— BEGIN Text excerpt —

In many ways, the preparedness gap between Japan and the Philippines does, unfortunately, come down to money. Infrastructure is expensive; so are national preparedness programs and the sort of military that can mobilize so widely and so quickly. But the difference also gets to more elusive factors, about a government's power to not just deploy helicopters and clear roads but to earn its society's trust and, at the right moments, its compliance.
Why does the media report on the statements issued by the JTWC anyway? Why not just rely on reports from PAGASA? Not that it makes a whole lot of difference since the Philippines will get blasted either way but it would make reports a lot easier to comprehend and there would be less confusion as to the nature of the storm.

Another source of confusion is the name. The Philippines has its own typhoon naming system which differs from the international naming system. Just two week ago Typhoon Ompong pounded Northern Luzon. But just four years ago Typhoon Ompong was the strongest typhoon of the season to miss the Philippines.

— END Text excerpt —
— BEGIN Provided information —

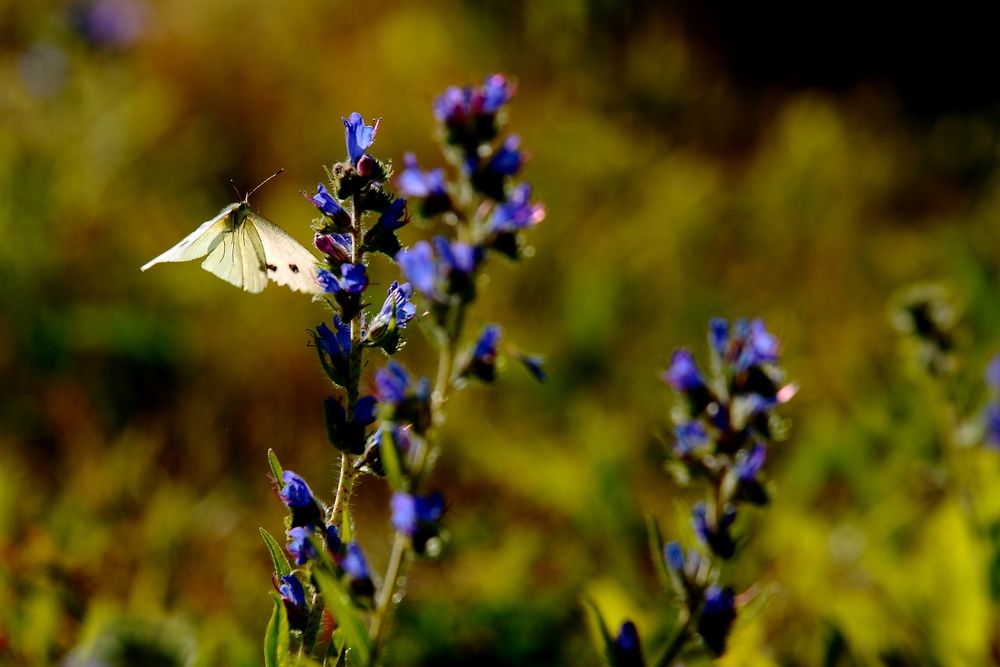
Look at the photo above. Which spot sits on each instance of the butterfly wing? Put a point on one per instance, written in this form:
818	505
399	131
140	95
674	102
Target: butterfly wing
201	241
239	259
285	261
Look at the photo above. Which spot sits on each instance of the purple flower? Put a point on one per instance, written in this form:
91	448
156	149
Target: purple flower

— END Provided information —

**Exercise brief**
Reproduce part of the typhoon passage word for word. Begin at the words "Why does the" and stop after the words "of the storm.". The lines above aren't needed here.

**Result of the task**
Why does the media report on the statements issued by the JTWC anyway? Why not just rely on reports from PAGASA? Not that it makes a whole lot of difference since the Philippines will get blasted either way but it would make reports a lot easier to comprehend and there would be less confusion as to the nature of the storm.